(Dataset rows on where objects appear)

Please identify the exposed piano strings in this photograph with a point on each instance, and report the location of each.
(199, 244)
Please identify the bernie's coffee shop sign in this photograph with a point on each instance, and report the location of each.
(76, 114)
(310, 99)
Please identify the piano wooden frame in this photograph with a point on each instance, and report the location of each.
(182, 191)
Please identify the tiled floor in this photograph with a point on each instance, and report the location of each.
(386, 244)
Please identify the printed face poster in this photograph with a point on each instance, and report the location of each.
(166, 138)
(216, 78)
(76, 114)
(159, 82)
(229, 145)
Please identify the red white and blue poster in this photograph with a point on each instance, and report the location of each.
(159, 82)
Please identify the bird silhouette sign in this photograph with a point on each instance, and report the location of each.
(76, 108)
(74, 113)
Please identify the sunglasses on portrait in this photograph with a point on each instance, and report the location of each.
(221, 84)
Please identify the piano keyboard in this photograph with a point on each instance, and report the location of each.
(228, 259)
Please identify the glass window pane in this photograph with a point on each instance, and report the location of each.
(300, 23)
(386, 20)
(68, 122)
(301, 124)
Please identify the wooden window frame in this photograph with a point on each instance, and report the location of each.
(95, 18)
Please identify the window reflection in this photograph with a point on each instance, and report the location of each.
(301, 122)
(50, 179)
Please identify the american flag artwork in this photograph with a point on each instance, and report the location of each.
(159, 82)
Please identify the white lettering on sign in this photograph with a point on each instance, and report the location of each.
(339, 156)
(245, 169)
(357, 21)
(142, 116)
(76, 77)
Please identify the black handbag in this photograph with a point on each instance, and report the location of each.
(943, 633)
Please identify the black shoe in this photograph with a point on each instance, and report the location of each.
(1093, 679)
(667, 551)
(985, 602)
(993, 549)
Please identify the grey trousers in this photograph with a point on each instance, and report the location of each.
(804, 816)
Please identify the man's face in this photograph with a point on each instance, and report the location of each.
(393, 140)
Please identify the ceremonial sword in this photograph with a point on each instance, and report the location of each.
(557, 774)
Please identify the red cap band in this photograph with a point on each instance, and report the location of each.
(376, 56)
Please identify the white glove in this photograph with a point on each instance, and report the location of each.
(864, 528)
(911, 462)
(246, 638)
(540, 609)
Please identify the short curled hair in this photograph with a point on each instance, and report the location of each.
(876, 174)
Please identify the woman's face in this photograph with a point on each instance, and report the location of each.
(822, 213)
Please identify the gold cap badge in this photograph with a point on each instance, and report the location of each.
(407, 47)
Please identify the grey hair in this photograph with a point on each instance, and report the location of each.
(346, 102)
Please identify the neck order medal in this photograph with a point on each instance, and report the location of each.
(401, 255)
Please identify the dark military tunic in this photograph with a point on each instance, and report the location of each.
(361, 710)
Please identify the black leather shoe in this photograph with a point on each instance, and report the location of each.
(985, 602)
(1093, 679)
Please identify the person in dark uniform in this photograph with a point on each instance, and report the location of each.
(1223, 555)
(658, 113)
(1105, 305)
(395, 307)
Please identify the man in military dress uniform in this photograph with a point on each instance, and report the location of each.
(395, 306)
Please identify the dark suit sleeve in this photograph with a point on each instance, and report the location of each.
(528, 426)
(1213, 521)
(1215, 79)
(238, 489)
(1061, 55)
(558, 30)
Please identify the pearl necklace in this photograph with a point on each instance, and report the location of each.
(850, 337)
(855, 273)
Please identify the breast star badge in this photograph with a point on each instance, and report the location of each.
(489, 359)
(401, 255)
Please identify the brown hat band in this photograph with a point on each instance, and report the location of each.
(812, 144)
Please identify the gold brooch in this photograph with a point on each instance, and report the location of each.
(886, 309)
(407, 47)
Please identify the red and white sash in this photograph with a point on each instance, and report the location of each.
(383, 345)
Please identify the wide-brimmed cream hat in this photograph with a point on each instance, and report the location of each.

(Your goal) The required output is the exact sequence of lines from the one containing "Please identify the pearl" through the end of the listing, both endpoints included.

(Worked answer)
Please identify the pearl necklace in this photograph with a point on each instance, and report the location of each.
(850, 337)
(855, 273)
Please identify the breast star badge in this photograph with a point on each instance, and report the location of each.
(489, 359)
(401, 255)
Please identify the brown hat band in this photograph with a point on each instance, and report the location of each.
(812, 144)
Please identify the gold brooch in this photograph with a point on each instance, and report the location of each.
(886, 309)
(407, 47)
Please identify the red and white sash in this photograph with a point on each instance, and report the location of each.
(383, 345)
Please identify the wide-brimmed cream hat in this photograph with a point on each instance, and report the location of each.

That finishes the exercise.